In the ccache thread below, what share of duplicate object files does Frank report finding in his cache, and what share does he say Justin found?

__EXTRACT__:
Segment Open

[ccache] Duplicate object files in the ccache - possible optimization?

Tue Nov 8 02:36:38 MST 2011

Maybe you should try adding an option to check both hashes, and see how
that performs.
On Nov 8, 2011 1:03 PM, "Frank Klotz" <frank.klotz at alcatel-lucent.com>
wrote:

>  On 11/07/2011 10:55 AM, Justin Lebar wrote:
>
>> Looking at a ccache with about 40,000 .o files in it (created with direct
>>> mode turned on); of the 55 largest files, I found 11 pairs and one
>>> triplet
>>> of identical object files.  That's almost 25% of redundant storage that
>>> could have been avoided by looking at the preprocessed hash when there
>>> is no
>>> hit in direct mode.
>>>
>> It's much more interesting to look at the whole cache, I think.
>>
>> $ find -name '*.o' -type f | wc -l
>> 39312
>> jlebar at turing:~/.ccache$ find -name '*.o' -type f | xargs -P16 sha1sum
>> | cut -f 1 -d ' ' | sort | uniq -d | wc -l
>> 1230
>>
>> So it looks like there's some duplication on my machine, but not a
>> ton.  I'd be curious if you got significantly different numbers.
>>
> Hi Justin,
>
> Here's what I got:
>
> > find -name '*.o' -type f | wc -l
> 43507
> > find -name '*.o' -type f | xargs -P16 sha1sum | cut -f 1 -d ' ' | sort |
> uniq -d | wc -l
> 13087
>
> I would say the difference is significant - you got 3%, while I got 30%.
>
> This is in a project environment where we have fairly fast churn in a
> number of widely-used header files, and I am guessing that the changes in
> those files often consist of addition of or changes to macros and constants
> that are not used in all the files where the header files get included.
>
> Now I am more than ready to agree that there is room for improvement in
> the design and implementation of the header file layouts here, and we are
> working on that; but at the same time it looks to me like a fairly
> straightforward enhancement to ccache could give us some performance boost
> here.  Since ccache already knows how to do preprocessed hashes, I think
> all I am looking to do is to have it use that existing code when the direct
> mode hash doesn't get a hit.  Then put both hash names on the resulting
> object file, and voila: better hit rates and more unique files in the cache.
>
> It would be interesting to know if many others see anything at all similar
> to the numbers I have here (i.e., lots of people could use the enhancement
> I am suggesting), of if there is something unique about this environment
> that leads to this much duplication in the cache.
>
> Thanks,
> Frank
>
>> On Mon, Nov 7, 2011 at 12:49 PM, Frank Klotz
>> <frank.klotz at alcatel-lucent.**com <frank.klotz at alcatel-lucent.com>>
>>  wrote:
>>
>>>  Hi Martin,
>>>
>>> Thanks for your responses.
>>>
>>> s/index hash/direct mode hash/g
>>>
>>> Apologies - I had a brain burp and was using the wrong terminology.
>>>
>>> That aside, however, with  the advent of direct mode, there ARE two
>>> hashes
>>> possible for any given object file - the direct mode hash (hashing all
>>> the
>>> sources that go into the compilation) and the preprocessed hash (hashing
>>> the
>>> result of running all those sources through the preprocessor).  And any
>>> time
>>> there is a cache miss, ccache has computed both those hashes, hasn't it?

Segment Closed

__COLLECTED MATERIAL__:

Segment Open

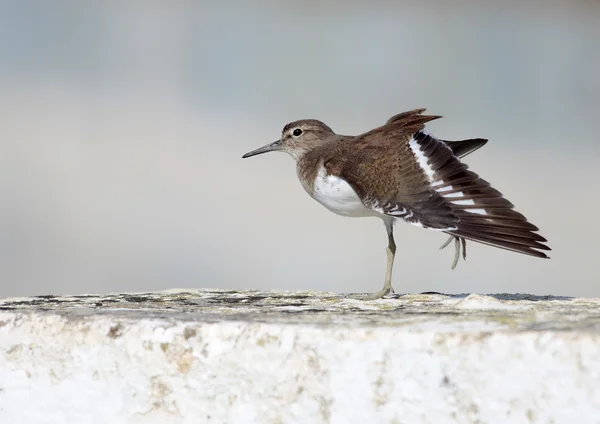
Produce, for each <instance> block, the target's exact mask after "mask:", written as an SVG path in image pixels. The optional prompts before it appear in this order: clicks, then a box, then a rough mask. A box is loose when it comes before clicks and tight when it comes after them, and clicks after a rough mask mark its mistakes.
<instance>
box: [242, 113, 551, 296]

Segment Closed

__RESPONSE TO THE EXERCISE__: Frank found 30%, and Justin found 3%.